**Exercise task:** For this exercise, repeat all of the material verbatim apart from its images.

___ Material shown

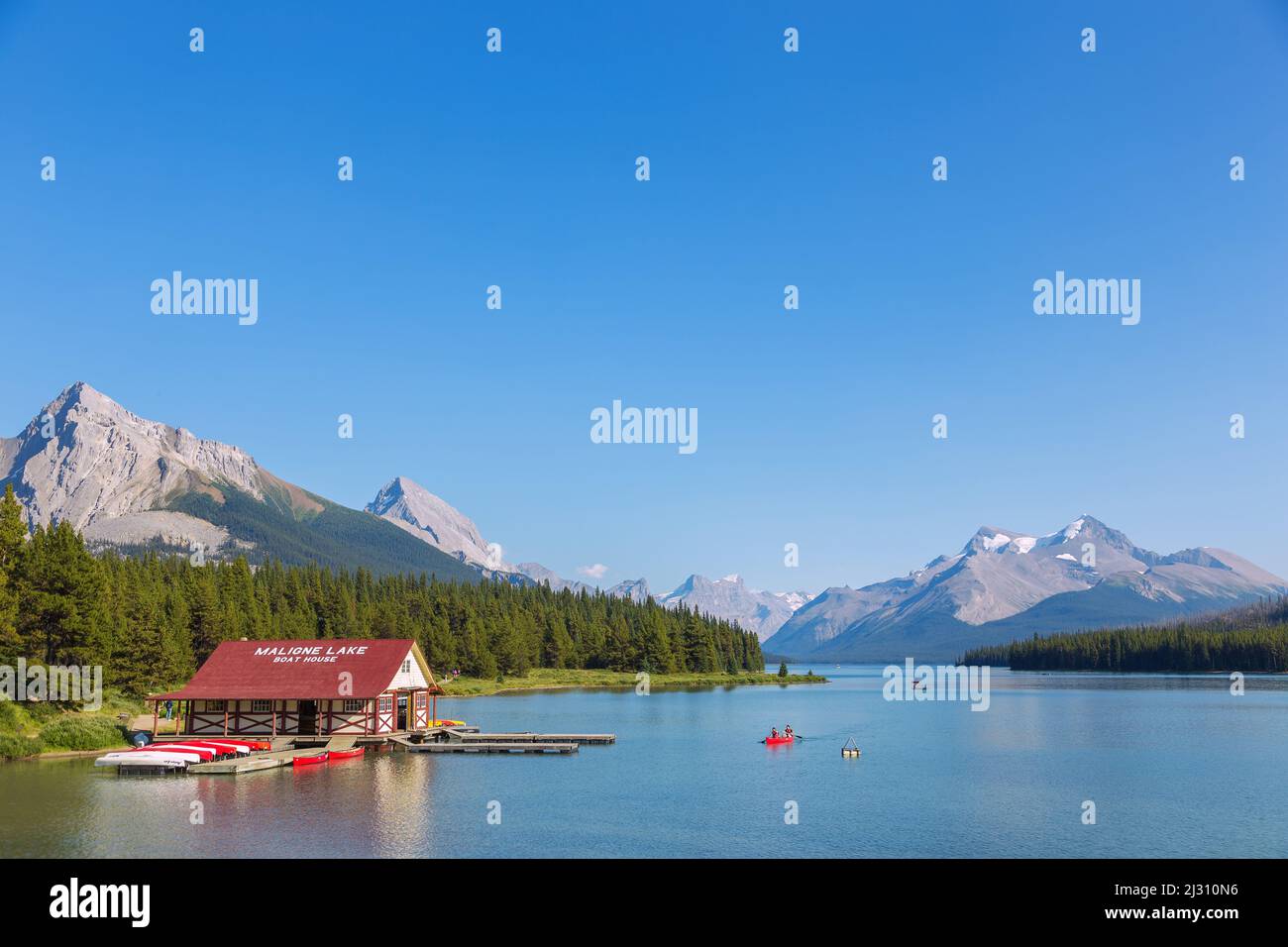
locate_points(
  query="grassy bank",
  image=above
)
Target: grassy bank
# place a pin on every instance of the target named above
(557, 680)
(34, 728)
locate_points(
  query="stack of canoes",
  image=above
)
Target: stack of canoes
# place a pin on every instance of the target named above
(178, 755)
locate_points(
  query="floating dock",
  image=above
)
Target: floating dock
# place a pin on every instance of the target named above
(489, 746)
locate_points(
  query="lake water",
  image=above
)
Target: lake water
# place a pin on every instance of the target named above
(1175, 766)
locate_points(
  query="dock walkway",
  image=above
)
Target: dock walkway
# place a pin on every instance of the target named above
(527, 737)
(269, 759)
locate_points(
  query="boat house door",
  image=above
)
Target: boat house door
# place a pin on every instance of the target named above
(308, 716)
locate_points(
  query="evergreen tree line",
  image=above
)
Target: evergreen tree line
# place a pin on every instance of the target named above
(151, 620)
(1250, 639)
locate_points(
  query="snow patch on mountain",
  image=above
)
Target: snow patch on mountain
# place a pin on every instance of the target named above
(410, 506)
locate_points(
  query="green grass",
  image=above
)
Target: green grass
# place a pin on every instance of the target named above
(33, 728)
(553, 680)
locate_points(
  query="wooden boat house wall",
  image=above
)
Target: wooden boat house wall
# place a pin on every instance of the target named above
(362, 686)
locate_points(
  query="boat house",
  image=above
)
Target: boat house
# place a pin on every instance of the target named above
(360, 686)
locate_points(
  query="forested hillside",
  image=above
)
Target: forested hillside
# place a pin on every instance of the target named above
(1252, 639)
(151, 620)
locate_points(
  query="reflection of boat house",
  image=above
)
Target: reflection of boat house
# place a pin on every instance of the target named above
(359, 686)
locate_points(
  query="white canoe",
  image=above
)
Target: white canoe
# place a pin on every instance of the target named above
(149, 758)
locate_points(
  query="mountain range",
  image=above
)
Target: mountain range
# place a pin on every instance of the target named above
(1005, 585)
(134, 484)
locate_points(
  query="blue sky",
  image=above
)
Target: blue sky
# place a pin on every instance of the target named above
(768, 169)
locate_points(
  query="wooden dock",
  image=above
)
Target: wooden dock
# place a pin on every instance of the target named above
(526, 737)
(489, 746)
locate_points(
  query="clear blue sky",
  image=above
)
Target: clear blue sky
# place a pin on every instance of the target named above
(767, 169)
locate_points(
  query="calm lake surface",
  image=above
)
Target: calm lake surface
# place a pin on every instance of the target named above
(1175, 766)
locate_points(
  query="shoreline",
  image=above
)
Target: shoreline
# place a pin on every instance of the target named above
(539, 681)
(548, 680)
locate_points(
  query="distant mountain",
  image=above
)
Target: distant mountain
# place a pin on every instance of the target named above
(540, 574)
(729, 598)
(1006, 583)
(130, 483)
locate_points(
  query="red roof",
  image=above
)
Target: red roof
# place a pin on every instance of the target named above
(301, 669)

______

**Output for this task:**
locate_points(
  query="grassy bank",
  image=above
)
Target: grassy bank
# place a pin on every instance of the target named above
(557, 680)
(34, 728)
locate_points(
  query="stack of canoes",
  image=above
)
Target: stack of canoes
# place a pin on every instance of the target named above
(178, 755)
locate_points(
  query="floating dock",
  image=above
)
Target: floating dock
# place a pin on every instance of the target named above
(489, 746)
locate_points(
  query="lake water",
  image=above
)
Target: lake water
# place a pin on every instance of the target named above
(1175, 766)
locate_points(
  query="dock walkway",
  image=above
)
Target: dock walkway
# place a pin on every instance of the target named above
(527, 737)
(269, 759)
locate_points(
  query="boat house door",
  image=above
)
Target: boat house door
# place a pin on every instance of the target named above
(308, 716)
locate_points(
  query="evergreen tree line",
  image=above
)
Target: evergreen tree line
# place a pin on every instance of the target named above
(151, 620)
(1250, 639)
locate_points(
  query="snow patch on mountain",
  image=above
)
Target: snow patch on mountain
# place a pin on every instance of the target named above
(410, 506)
locate_points(
  query="green grass",
  image=above
)
Target: green grass
# place a pin on every instance of the target named above
(33, 728)
(553, 680)
locate_points(
  query="wooden boat house wall",
  image=above
)
Target: wooden boat house wall
# place a pin on every instance of the target named above
(362, 686)
locate_points(
  query="boat house",
  image=above
)
Target: boat house
# place a pin on every instance of the target named above
(360, 686)
locate_points(
  query="forested hillside",
  image=above
)
Target: forested hillside
# place a pin on every instance of the target named above
(1252, 639)
(151, 620)
locate_points(
  query="reflection of boat house",
  image=above
)
Target: reflection of boat house
# place a pin on every instance of the target named above
(359, 686)
locate_points(
  query="white canoe",
  image=above
)
Target: white canoe
# place a pin on every instance of the target named above
(149, 758)
locate_points(
  query="mountain range",
  image=above
)
Target: mountain range
# place a pin on every instance of the target named above
(1005, 585)
(134, 484)
locate_points(
  query="blue sky",
  image=above
)
Target: blue sky
# place a pin on every instance of the target named above
(768, 169)
locate_points(
  query="wooden dock",
  image=above
)
Target: wooden dock
# place a pin on every instance of the target named above
(526, 737)
(489, 746)
locate_points(
  query="clear blue sky",
  image=above
)
Target: clear blue sky
# place a pin on every instance of the target named above
(767, 169)
locate_points(
  query="calm lake surface",
  image=above
)
Target: calm lake surface
# place a pin on every instance of the target named above
(1175, 766)
locate_points(
  query="shoreline",
  image=above
)
Target: shoreline
# place a pin on every instance of the target named above
(539, 681)
(548, 680)
locate_points(
  query="distant mountain",
  image=above
)
Target: distant mountain
# place a pin on every instance of the target named above
(540, 574)
(729, 598)
(1006, 583)
(130, 483)
locate_points(
  query="red roof",
  image=above
)
Target: red roof
# place a pin on every instance of the target named above
(301, 669)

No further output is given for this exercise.